• Extrait
━━━━━━━━━━━━━━━━━━━━

Ayant pris conscience de ces deux déséquilibres successifs, je reprends ma lecture au début du paragraphe et cherche à rassembler de nouveau dans mon attention l’extérieur et l’intérieur. Je constate que cela me demande un effort de concentration et je m’interroge sur ce qui le constitue.

Une image me vient alors à l’esprit : celle d’une boule de Canton à deux sphères, l’une extérieure richement sculptée, l’autre intérieure finement ajourée, au diamètre très légèrement inférieur ; les deux animées de mouvements indépendants. La sphère extérieure est pourvue de plusieurs ouvertures, chacune correspondant à l’un des sens de perception : une pour les yeux, une pour les oreilles, une pour la bouche, etc.

La sphère intérieure ne possède qu’un seul orifice, toujours ouvert dans les deux directions : vers la sphère extérieure avec qui elle est quasiment en contact, et vers son propre intérieur permettant le contact avec ma vie mentale. Le jeu attentionnel consisterait alors à faire se correspondre l’ouverture unique de la sphère intérieure avec l’une ou l’autre des ouvertures extérieures, selon la nécessité perceptive : écouter parler quelqu’un, regarder un film, sentir un bon vin, etc.

━━━━━━━━━━━━━━━━━━━━

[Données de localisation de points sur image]
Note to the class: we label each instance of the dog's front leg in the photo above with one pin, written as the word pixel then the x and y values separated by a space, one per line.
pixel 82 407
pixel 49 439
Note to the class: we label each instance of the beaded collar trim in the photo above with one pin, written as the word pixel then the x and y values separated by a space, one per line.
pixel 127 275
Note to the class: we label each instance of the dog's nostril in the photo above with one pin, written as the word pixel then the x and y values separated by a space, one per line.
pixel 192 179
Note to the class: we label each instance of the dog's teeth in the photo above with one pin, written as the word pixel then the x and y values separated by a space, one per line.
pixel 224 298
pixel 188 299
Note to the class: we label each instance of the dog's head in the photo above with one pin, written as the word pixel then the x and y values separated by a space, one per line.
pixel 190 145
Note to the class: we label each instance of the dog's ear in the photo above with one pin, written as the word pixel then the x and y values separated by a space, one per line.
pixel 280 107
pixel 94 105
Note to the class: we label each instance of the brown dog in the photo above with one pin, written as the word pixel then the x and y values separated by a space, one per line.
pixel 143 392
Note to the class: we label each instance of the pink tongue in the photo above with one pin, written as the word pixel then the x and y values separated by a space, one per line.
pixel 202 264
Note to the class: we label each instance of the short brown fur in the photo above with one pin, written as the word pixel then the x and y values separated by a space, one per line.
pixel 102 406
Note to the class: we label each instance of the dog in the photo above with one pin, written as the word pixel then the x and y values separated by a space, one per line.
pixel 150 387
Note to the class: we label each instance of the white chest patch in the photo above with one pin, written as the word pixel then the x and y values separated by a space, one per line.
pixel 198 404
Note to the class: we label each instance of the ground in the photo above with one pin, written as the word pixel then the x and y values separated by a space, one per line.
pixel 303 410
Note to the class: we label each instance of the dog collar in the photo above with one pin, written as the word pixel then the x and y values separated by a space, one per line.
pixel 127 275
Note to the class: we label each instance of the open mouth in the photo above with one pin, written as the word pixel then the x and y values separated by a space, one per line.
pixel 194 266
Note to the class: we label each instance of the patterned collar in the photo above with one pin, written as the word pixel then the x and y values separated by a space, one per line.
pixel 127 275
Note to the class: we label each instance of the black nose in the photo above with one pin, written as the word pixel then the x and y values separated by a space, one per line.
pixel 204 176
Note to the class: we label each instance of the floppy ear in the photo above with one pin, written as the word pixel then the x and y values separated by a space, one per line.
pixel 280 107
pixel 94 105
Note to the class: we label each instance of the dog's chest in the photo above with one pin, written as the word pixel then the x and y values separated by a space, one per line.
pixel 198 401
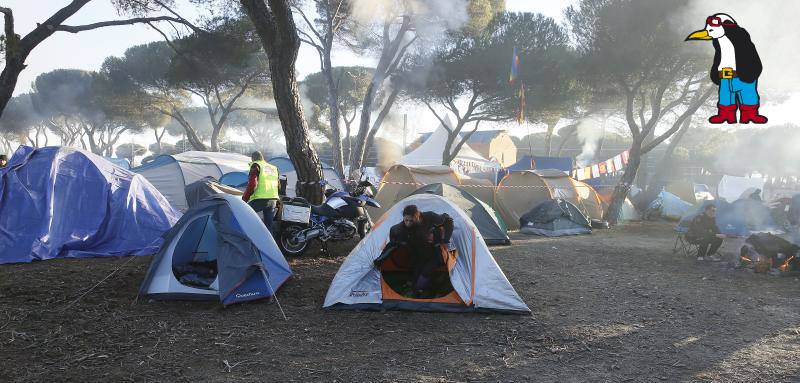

━━━━━━━━━━━━━━━━━━━━

• À faire
**a.** Indiquez combien d'orifices possède la sphère intérieure décrite dans l'extrait sur la boule de Canton.
**b.** Poursuivez l'extrait sur la boule de Canton et le jeu attentionnel après sa dernière phrase.

• Tâches résolues
**a.** La sphère intérieure ne possède qu’un seul orifice, toujours ouvert dans les deux directions.

**b.**
 

Reprenons l’exemple de ma lecture :

  1. Quand je lis pour faire du sens, la sphère extérieure maintient actif son orifice visuel qui permet à mes yeux de saisir les mots du texte ; ma sphère intérieure s’ajuste étroitement à cet orifice et permet la communication entre les mots vus et ma conscience. Mon activité automatique de déchiffrage peut alors se coupler harmonieusement avec ma saisie du sens, ma conscience recevant les informations externes nécessaires à la constitution du spectacle de ma compréhension.
  2. Quand le spectacle prend le dessus, l'orifice visuel externe s'inactive. Mon attention est déséquilibrée vers l’intérieur.
  3. Quand le mot insolite survient, l'orifice visuel reprend vie mais ma sphère intérieure se désajuste coupant la communication. Mon attention bascule tout entière vers l’extérieur ; les lumières du théâtre intérieur s’éteignent brutalement et le spectacle disparaît aux yeux de ma conscience.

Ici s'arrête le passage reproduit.